• _Instructions_
a: Reproduce the staff profile starting at "- L4 A Periodical" and ending at "course on prose.", swapping "lecture" for "teach".
b: Using the staff profile, answer these questions:
(i) At which institution was the PhD written?
(ii) For which series are H. G. Wells's short stories being edited?
(iii) Which lab does he lead?

• _Text provided_
^^^^^^^^
Dr Will Tattersdill
- Senior Lecturer in Literature and Contemporary Fantasy Cultures (English Literature)
email:
Will.Tattersdill@glasgow.ac.uk
pronouns:
He/him/his
Biography
I wrote a PhD on science fiction in late-Victorian magazines at King's College London, following which I taught at the University of Birmingham for nearly a decade. After working both in Birmingham's literature and liberal arts and sciences departments, I moved to Glasgow in January 2023. At Glasgow I am closely affiliated with the Centre for Fantasy and the Fantastic and teach on the core course of our MLitt in Fantasy. I also lead the Literature and Science Lab.
My work focusses on the relationship between literature and science, especially as it is figured in and by popular culture from around 1850 to the present day. I am particularly interested in exchanges between genre fiction and the sciences, and my current main project explores the ways in which dinosaurs mediate this perceived boundary and open possibilities for multidisciplinary collaboration. My other work has explored museum display, animals in the Star Trek franchise, counterfactual history, polar exploration, and speculative evolution, and I am currently editing H. G. Wells's short stories for the Oxford World's Classics series.
Research interests
- Magazine history / periodical studies
- Genre fiction, especially fantasy and science fiction
- Literature and Science
- Museums and Museology
- Dinosaurs and Geology in popular culture
- Interdisciplinarity and Disciplinary relationships
- Alternate history
- Victorian literature, especially sci fi
- Contemporary fantasy
- Worldbuilding
- H. G. Wells
- Star Trek
- Form, especially length, as a characteristic of genre
- Interactive fiction, especially choose-your-own adventures
Supervision
- Lewis, Rachel
Magic, Medicine, Metamorphosis: Representations of Medicine in the Victorian Fairy Tale
Teaching
- L3 Contexts and Methods: Text, Time, Performance (co-convenor)
- L4 A Periodical History of the Fantastic: Science Fiction and Fantasy in Magazines, 1880-Present (convenor)
- L5 Fantasy 2 (convenor)
- L5 World-building (convenor)
I also lecture on L1 The Novel and Narratology, L2 Writing the Body, and L4 Literature 1830-1914.
At previous institutions, I have taught (for instance) alternate history, the literature of the fin de siècle, the history of science fiction, victorian literature and science, interdisciplinary theory, and a survey course on prose.
^^^^^^^^
• _Data to examine_

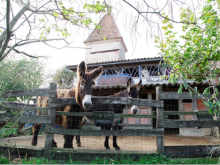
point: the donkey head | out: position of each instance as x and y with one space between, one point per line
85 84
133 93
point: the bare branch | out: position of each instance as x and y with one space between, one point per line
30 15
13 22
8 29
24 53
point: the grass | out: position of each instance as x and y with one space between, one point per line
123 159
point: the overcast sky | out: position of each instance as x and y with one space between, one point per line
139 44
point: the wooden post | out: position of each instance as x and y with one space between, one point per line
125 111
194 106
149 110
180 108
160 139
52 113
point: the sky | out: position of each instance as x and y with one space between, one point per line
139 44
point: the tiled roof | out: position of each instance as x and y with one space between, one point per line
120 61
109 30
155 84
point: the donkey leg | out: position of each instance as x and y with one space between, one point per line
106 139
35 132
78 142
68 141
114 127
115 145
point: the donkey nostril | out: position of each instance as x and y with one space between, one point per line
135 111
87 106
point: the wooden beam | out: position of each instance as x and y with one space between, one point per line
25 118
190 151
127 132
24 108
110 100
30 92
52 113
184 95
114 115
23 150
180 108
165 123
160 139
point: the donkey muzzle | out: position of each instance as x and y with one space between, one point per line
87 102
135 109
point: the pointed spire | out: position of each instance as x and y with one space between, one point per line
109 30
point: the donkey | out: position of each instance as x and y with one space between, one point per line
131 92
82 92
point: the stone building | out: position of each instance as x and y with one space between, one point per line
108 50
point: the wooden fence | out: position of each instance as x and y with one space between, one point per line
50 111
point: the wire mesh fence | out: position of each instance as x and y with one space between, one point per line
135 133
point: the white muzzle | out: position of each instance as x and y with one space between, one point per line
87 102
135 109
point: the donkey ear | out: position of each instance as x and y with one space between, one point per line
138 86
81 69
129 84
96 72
^^^^^^^^
• _Answers in order_
a:
- L4 A Periodical History of the Fantastic: Science Fiction and Fantasy in Magazines, 1880-Present (convenor)
- L5 Fantasy 2 (convenor)
- L5 World-building (convenor)
I also teach on L1 The Novel and Narratology, L2 Writing the Body, and L4 Literature 1830-1914.
At previous institutions, I have taught (for instance) alternate history, the literature of the fin de siècle, the history of science fiction, victorian literature and science, interdisciplinary theory, and a survey course on prose.

b:
(i) King's College London
(ii) The Oxford World's Classics series
(iii) The Literature and Science Lab